● **PROBLÈME COURT 1**
Combien d'employés l'Alliance de la fonction publique du Canada représente-t-elle selon le passage sur ce syndicat ?
● **PROBLÈME COURT 2**
Poursuivez le passage sur l'Alliance de la fonction publique du Canada et l'égalité économique des femmes à partir de sa dernière phrase.

● **PASSAGE FOURNI**

L’Alliance de la fonction publique du Canada est le principal syndicat de la fonction publique. Elle représente plus de 180 000 employés de partout au pays, dont environ 100 000 femmes.
Au cours de ses 50 ans d’histoire, l’AFPC a multiplié les efforts pour faire progresser les dossiers de l’égalité économique et de la sécurité des femmes au Canada. Toutefois, les femmes demeurent confrontées à des obstacles les empêchant de jouir d’une sécurité économique, y compris la disparité salariale entre les sexes, l’augmentation du nombre d’emplois précaires, le manque d’accès à des services de garde abordables et de qualité, et la violence familiale. Chacun de ces obstacles constitue pour nous une priorité.
Nous connaissons tous les statistiques relatives à la disparité salariale entre les sexes au Canada. Les femmes gagnent un peu plus de 70 % du revenu des hommes. Ce qui inquiète davantage, c’est le manque de progrès dans la réduction de cette disparité. D’ailleurs, les données nous indiquent que cette disparité s’accentue et nous savons qu’elle est plus marquée chez les femmes autochtones, radicalisées et transgenres, ainsi que chez les immigrantes et les femmes handicapées qui, en moyenne, gagnent moins et ont plus de difficulté à trouver un emploi décent.
Nous devons nous attaquer à la disparité salariale si nous souhaitons améliorer la sécurité économique des femmes. À cet égard, il est essentiel d’adopter une mesure législative sur l’équité salariale. L’adoption d’une mesure législative proactive obligerait les employeurs à revoir leurs pratiques de rémunération et à adopter un processus assurant aux femmes une parité salariale pour un travail équivalent.

(Entrées du jeu de données d'annotation)
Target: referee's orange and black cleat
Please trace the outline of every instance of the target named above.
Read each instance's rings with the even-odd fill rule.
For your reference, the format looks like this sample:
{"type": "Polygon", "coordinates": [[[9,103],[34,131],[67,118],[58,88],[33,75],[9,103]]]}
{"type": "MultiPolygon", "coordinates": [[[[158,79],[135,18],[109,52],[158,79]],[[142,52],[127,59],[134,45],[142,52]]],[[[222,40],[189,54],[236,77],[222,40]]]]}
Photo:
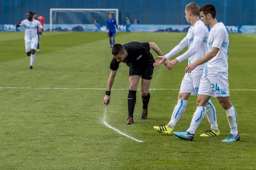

● **RÉPONSE ATTENDUE 1**
Plus de 180 000 employés de partout au pays.

● **RÉPONSE ATTENDUE 2**
Nous sommes fiers de notre bilan dans la quête de l’équité salariale. C’est en 1979 que nous avons déposé notre première plainte relative à l’équité salariale. Toutefois, nous savons que le système actuel de plaintes ne fonctionne pas. Il peut s’écouler jusqu’à 30 ans avant qu’une plainte ne soit résolue et que les femmes puissent obtenir une justice économique.
Une mesure législative sur l’équité salariale est une solution qui s’applique en amont et qui évite à chaque plaignante de devoir se battre pendant des années pour obtenir l’équité salariale.
Le gouvernement actuel s’est engagé à proposer une mesure législative proactive sur l’équité salariale en 2018, mais, pourquoi attendre? La carte routière pour une nouvelle loi a été présentée en 2004 dans le rapport du groupe de travail fédéral sur l’équité salariale.
Il est important de noter que la disparité salariale diminue lorsque les femmes occupent un poste syndiqué. La défense de la liberté d’association et des droits des syndicats est l’une des meilleures façons de réduire la disparité salariale entre les sexes. Toutefois, l’accès à des emplois de qualité est difficile en raison de l’augmentation spectaculaire du nombre d’emplois précaires au pays.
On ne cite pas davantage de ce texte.